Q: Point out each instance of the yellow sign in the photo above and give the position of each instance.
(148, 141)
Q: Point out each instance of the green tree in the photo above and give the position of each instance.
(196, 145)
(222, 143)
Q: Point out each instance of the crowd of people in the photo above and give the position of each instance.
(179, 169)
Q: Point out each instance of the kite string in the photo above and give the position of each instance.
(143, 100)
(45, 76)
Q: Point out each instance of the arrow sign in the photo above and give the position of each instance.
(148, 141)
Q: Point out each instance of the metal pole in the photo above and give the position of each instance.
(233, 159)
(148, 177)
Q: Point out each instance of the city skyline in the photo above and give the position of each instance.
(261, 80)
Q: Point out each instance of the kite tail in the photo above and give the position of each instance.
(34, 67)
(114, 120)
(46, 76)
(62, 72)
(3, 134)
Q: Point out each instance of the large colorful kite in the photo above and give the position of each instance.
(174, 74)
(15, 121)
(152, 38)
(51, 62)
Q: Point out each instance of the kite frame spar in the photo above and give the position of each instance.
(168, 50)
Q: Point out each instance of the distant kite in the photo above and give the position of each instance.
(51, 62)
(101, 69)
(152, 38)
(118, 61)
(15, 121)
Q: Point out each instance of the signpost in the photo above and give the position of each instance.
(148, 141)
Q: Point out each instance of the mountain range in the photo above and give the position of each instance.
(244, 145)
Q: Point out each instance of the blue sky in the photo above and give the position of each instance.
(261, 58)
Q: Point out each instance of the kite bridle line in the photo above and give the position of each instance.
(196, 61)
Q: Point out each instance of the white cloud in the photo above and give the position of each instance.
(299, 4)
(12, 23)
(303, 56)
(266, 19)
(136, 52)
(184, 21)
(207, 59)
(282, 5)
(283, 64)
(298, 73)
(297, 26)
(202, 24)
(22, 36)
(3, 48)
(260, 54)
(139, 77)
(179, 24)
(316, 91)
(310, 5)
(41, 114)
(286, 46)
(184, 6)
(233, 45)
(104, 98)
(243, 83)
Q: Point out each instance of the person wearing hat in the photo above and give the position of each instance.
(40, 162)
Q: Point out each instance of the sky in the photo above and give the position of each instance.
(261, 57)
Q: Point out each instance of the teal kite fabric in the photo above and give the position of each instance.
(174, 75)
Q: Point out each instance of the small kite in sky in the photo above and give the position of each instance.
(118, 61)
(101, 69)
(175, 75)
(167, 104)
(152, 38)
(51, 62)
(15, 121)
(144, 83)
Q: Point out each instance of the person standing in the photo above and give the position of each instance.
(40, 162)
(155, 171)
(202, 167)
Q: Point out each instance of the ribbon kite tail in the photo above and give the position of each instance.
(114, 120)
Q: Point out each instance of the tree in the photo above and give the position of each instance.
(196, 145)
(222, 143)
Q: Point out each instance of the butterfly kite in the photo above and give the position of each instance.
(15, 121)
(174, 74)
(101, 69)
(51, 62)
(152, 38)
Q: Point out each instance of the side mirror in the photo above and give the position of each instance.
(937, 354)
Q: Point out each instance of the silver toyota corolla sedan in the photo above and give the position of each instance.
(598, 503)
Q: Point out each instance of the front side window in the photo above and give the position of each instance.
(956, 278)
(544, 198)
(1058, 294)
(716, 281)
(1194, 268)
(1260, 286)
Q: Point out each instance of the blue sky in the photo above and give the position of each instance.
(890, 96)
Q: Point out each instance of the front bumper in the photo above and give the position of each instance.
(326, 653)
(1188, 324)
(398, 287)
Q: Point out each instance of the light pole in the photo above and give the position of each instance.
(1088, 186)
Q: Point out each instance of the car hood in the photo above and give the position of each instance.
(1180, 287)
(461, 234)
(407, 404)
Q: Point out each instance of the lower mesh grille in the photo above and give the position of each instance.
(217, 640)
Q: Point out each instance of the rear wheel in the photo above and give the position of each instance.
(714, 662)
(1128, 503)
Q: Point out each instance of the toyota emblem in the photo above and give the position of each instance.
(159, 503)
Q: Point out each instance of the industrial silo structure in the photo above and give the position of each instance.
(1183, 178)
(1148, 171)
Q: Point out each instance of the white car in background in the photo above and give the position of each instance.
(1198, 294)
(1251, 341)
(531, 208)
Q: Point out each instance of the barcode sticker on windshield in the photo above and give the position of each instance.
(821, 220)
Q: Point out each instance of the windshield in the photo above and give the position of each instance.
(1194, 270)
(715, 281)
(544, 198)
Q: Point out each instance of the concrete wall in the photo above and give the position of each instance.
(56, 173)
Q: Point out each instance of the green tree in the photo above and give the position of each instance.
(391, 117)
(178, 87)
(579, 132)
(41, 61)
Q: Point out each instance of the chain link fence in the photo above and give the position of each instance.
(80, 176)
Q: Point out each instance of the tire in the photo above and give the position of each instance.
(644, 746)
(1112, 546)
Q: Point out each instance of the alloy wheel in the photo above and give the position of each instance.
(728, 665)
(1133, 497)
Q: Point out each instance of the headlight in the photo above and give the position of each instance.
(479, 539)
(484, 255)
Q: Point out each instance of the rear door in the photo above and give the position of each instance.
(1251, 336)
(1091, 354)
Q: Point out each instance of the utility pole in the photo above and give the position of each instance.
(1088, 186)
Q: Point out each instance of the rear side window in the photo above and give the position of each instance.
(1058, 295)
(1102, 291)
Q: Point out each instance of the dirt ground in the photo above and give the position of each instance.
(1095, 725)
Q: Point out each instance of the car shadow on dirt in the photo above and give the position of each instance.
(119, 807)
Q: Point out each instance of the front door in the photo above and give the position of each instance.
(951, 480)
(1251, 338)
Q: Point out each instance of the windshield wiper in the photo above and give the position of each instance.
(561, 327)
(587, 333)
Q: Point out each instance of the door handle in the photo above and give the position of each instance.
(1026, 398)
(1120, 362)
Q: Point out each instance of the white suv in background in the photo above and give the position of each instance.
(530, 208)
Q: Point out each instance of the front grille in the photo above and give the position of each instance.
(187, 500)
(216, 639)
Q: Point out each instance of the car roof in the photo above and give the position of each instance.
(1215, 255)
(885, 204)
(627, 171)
****
Only the lines from the one holding "Q: Point out each instance of the door" through the end of the listing should be given again, exactly and with both ends included.

Q: Point out each instance of the door handle in the photo above and give the position of each instance.
(1026, 398)
(1120, 362)
Q: Point out each instance of the white suv in background in the photo above and give the position of each instance.
(530, 208)
Q: Point out each instance of the front grille in the photo above and give the position of each instance.
(187, 500)
(216, 639)
Q: Point out each instance of the car roof in the photo above and give the position of each instance.
(1215, 255)
(885, 204)
(627, 171)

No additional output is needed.